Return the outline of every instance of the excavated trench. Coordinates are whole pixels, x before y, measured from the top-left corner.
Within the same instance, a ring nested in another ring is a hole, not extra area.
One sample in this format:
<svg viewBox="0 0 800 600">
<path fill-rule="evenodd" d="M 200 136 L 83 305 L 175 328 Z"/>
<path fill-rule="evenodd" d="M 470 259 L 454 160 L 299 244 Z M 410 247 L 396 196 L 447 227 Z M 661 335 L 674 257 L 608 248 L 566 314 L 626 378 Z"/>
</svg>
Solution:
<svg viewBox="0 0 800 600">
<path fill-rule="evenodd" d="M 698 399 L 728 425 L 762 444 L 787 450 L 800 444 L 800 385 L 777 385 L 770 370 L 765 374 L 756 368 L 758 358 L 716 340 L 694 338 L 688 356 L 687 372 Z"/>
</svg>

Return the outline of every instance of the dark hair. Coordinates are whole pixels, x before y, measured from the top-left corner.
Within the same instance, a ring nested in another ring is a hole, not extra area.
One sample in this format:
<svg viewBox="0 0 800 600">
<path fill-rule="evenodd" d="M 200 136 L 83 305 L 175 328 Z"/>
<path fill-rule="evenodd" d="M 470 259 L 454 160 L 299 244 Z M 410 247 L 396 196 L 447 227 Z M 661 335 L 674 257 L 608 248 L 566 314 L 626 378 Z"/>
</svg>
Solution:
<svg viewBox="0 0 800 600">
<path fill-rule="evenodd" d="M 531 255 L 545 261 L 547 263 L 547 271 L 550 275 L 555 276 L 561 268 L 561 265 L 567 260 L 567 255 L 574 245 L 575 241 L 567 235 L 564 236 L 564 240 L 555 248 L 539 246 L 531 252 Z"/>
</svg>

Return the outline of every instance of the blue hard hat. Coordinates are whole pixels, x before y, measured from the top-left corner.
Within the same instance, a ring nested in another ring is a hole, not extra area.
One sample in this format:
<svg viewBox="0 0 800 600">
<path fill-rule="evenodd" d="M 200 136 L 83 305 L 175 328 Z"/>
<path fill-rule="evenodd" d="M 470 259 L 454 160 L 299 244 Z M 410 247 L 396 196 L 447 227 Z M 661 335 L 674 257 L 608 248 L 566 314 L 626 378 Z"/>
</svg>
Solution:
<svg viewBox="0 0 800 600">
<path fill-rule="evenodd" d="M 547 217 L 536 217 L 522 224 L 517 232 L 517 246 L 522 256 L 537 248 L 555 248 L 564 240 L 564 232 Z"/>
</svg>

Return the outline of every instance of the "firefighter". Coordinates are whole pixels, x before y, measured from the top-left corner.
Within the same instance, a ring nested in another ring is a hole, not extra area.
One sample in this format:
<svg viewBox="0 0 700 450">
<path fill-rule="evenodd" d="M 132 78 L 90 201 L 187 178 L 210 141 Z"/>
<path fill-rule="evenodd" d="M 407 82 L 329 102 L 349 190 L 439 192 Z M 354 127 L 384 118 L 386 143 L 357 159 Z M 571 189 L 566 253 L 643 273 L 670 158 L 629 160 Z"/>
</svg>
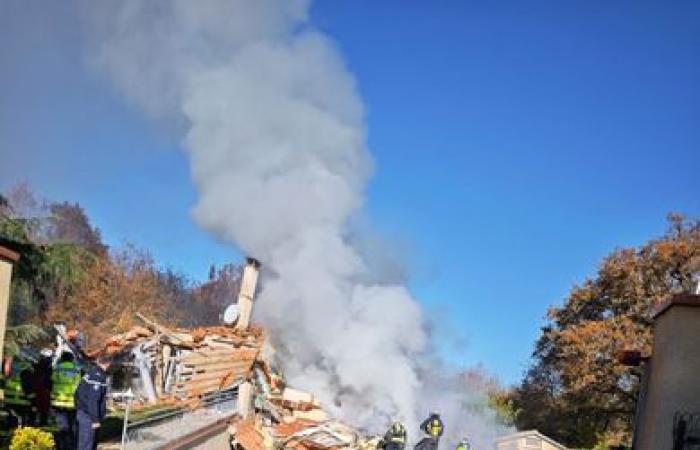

○ ○ ○

The reply must hold every line above exactly as written and none of the pictures.

Solution for this problem =
Return the outline of every instance of the excavated trench. Coordinates are whole pixels, x before y, measured from the top-left corner.
Within the same instance, a ring nested in another ring is a hole, not extra area.
One sample in this format:
<svg viewBox="0 0 800 600">
<path fill-rule="evenodd" d="M 200 136 L 83 305 L 175 328 Z"/>
<path fill-rule="evenodd" d="M 470 259 L 454 160 L 299 244 Z M 410 247 L 396 196 L 447 227 Z M 661 335 L 674 257 L 608 248 L 566 314 L 626 378 Z"/>
</svg>
Solution:
<svg viewBox="0 0 800 600">
<path fill-rule="evenodd" d="M 698 399 L 728 425 L 762 444 L 787 450 L 800 444 L 800 385 L 777 385 L 770 370 L 765 374 L 756 368 L 758 358 L 716 340 L 694 338 L 688 356 L 687 372 Z"/>
</svg>

Return the outline of every instance of the dark hair. Coordinates are whole pixels, x before y, measured from the top-left corner.
Within the same instance, a ring nested in another ring is a hole, not extra area.
One sample in this format:
<svg viewBox="0 0 800 600">
<path fill-rule="evenodd" d="M 200 136 L 83 305 L 175 328 Z"/>
<path fill-rule="evenodd" d="M 470 259 L 454 160 L 299 244 Z M 410 247 L 396 196 L 447 227 Z M 661 335 L 674 257 L 608 248 L 566 314 L 626 378 Z"/>
</svg>
Solution:
<svg viewBox="0 0 800 600">
<path fill-rule="evenodd" d="M 531 255 L 545 261 L 547 263 L 547 271 L 550 275 L 555 276 L 561 268 L 561 265 L 567 260 L 567 255 L 574 245 L 575 241 L 567 235 L 564 236 L 564 240 L 555 248 L 539 246 L 531 252 Z"/>
</svg>

Return the outline of every instance of the blue hard hat. Coordinates are whole pixels, x before y, measured from the top-left corner.
Within the same instance, a ring nested in another ring is a hole, not extra area.
One sample in this format:
<svg viewBox="0 0 800 600">
<path fill-rule="evenodd" d="M 200 136 L 83 305 L 175 328 Z"/>
<path fill-rule="evenodd" d="M 470 259 L 454 160 L 299 244 Z M 410 247 L 396 196 L 447 227 Z M 661 335 L 674 257 L 608 248 L 566 314 L 626 378 Z"/>
</svg>
Solution:
<svg viewBox="0 0 800 600">
<path fill-rule="evenodd" d="M 547 217 L 536 217 L 522 224 L 517 232 L 517 246 L 522 256 L 537 248 L 555 248 L 564 240 L 564 232 Z"/>
</svg>

Return the outline of every instance of the "firefighter". Coordinates are whole pixels, x before y, measured from the top-left corner.
Within the same instance, a ring nested in another ring is a hole, not extra area.
One sample in this format:
<svg viewBox="0 0 700 450">
<path fill-rule="evenodd" d="M 132 78 L 90 201 L 187 178 L 210 141 Z"/>
<path fill-rule="evenodd" d="M 407 82 L 329 102 L 349 190 L 439 192 Z M 354 127 L 384 118 L 386 143 L 357 159 Z M 571 189 L 566 253 L 643 273 L 670 158 L 629 160 Z"/>
</svg>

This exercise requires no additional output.